Instructions to follow: Only lines containing the word "below" belong in the answer; copy each one from the records.

Supplied data:
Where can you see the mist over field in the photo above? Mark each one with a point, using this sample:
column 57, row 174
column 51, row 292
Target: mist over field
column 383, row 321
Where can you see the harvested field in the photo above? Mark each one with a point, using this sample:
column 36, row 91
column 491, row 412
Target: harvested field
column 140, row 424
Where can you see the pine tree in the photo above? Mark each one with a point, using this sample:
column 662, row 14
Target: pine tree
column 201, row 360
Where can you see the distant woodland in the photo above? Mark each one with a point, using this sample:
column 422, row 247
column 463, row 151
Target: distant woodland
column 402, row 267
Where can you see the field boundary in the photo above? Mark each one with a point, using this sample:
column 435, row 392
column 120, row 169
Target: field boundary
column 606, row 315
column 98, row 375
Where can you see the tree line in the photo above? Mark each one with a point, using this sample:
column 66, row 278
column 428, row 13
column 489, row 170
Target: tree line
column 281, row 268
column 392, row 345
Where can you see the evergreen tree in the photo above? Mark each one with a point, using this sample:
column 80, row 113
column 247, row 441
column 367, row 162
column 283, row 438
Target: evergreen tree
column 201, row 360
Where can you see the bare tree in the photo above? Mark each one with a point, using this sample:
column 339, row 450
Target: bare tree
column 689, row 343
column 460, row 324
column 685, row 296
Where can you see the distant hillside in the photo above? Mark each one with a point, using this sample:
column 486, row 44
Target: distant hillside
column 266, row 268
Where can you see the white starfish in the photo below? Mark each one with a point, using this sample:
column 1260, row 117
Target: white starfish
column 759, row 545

==

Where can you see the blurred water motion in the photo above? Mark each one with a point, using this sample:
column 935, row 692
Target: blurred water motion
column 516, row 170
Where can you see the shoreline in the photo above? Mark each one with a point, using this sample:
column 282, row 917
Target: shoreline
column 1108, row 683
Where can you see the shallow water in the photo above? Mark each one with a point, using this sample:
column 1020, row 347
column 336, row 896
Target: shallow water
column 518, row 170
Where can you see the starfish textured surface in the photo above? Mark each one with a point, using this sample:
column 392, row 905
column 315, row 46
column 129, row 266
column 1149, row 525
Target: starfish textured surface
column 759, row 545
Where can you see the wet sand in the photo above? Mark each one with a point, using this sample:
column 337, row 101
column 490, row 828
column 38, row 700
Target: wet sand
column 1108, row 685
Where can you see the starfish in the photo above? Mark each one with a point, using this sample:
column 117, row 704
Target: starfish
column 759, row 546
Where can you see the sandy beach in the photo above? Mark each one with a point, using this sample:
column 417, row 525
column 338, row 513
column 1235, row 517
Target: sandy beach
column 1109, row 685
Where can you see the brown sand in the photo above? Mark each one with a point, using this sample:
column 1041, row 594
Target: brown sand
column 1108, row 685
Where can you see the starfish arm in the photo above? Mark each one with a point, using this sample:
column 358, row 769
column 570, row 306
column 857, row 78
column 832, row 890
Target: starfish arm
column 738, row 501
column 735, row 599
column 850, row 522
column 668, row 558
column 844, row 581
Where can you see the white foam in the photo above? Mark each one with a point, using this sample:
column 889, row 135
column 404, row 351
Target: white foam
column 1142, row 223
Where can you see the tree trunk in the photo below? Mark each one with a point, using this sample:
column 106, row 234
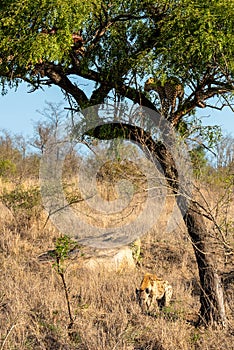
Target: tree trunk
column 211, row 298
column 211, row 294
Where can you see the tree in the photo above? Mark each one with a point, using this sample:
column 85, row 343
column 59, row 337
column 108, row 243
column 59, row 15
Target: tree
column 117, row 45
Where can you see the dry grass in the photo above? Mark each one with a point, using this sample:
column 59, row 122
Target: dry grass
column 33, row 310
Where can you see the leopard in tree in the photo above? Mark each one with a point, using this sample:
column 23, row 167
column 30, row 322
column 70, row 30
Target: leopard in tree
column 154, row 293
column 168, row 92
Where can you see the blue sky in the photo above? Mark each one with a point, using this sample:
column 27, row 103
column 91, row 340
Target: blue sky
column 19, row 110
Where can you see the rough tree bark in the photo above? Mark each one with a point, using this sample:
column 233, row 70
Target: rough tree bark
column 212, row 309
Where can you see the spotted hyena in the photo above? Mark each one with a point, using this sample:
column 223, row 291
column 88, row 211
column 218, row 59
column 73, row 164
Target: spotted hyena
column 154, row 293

Result of the exercise:
Where can you see the white starfish in the photo below? Mark each one with a point, using this sample:
Where can you see the tree trunk in the photo below? Mark each one with a point, using this sample:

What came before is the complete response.